— START ENTRIES SUPPLIED —

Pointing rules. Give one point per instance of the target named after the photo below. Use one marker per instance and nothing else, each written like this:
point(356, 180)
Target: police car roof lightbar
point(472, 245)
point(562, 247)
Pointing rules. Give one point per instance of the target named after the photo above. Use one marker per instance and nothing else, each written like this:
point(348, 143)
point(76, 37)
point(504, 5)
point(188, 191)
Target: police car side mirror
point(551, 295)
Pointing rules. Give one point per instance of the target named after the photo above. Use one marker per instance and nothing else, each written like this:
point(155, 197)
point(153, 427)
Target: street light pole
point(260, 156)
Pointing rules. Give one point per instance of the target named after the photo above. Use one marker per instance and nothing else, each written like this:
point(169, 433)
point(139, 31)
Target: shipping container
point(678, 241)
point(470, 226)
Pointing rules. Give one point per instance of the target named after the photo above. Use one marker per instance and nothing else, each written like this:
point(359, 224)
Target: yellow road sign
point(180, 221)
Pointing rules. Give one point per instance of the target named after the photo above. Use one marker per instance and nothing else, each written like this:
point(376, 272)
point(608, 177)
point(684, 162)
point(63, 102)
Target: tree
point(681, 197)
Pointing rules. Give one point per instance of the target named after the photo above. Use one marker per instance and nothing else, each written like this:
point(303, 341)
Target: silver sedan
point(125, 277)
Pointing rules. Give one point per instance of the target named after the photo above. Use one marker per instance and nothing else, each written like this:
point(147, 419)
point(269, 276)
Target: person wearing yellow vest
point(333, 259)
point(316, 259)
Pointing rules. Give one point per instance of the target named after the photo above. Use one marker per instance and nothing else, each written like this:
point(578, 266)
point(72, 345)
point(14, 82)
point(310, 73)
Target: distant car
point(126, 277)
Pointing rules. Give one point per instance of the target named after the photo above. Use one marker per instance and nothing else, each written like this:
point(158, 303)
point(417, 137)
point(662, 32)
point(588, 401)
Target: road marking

— END ENTRIES SUPPLIED —

__EXERCISE TASK__
Transcribe each entry exactly.

__ANSWER TO THIS PROBLEM__
Pointing rules. Give one point per instance of the target named after the photo below. Use one marker per instance and nothing else, each written like this:
point(356, 180)
Target: police car roof lightbar
point(472, 245)
point(562, 247)
Pointing rules. Give one point per instance of the target named after the photo above. Use one marker per instance and nothing else, each written like this:
point(348, 143)
point(76, 37)
point(504, 5)
point(188, 191)
Target: police car side mirror
point(551, 295)
Pointing rules. Give one point per instance of the target named after the photo above. Use one marker per instance and nothing else, each written like this:
point(155, 197)
point(153, 427)
Target: street light pole
point(260, 156)
Pointing rules. Give one point per instance of the target named after the photo above. Use one marker per instance and nothing else, each written like this:
point(169, 433)
point(139, 31)
Target: shipping container
point(678, 241)
point(470, 226)
Pointing rules. Give one point per instance of the target named after the photo above. Use one marker per instance and nothing else, each written like this:
point(359, 224)
Target: yellow road sign
point(180, 221)
Pointing rules. Give one point per instance of the target named after the photo above. Use one marker per instance and nothing else, each written like this:
point(376, 272)
point(608, 177)
point(684, 162)
point(63, 102)
Target: tree
point(681, 197)
Pointing rules. Give one point per instance of the target named after the photo above. Use one marker per instance and nothing else, each written like this:
point(303, 341)
Target: silver sedan
point(125, 277)
Pointing rules. Give one point per instance of the target named after the photo above. Use one marker per instance and nothing else, each written like this:
point(147, 419)
point(269, 276)
Target: person wearing yellow vest
point(333, 259)
point(316, 259)
Pointing rules. Give one point per instance of the target named after the photo above. Use one marker per instance and nothing else, each written like this:
point(578, 266)
point(72, 345)
point(14, 82)
point(310, 73)
Target: distant car
point(126, 277)
Pointing rules. Give one point per instance of the target named after the photo above. Use one marker per instance and nothing else, each written like this:
point(158, 303)
point(417, 137)
point(662, 32)
point(588, 401)
Target: road marking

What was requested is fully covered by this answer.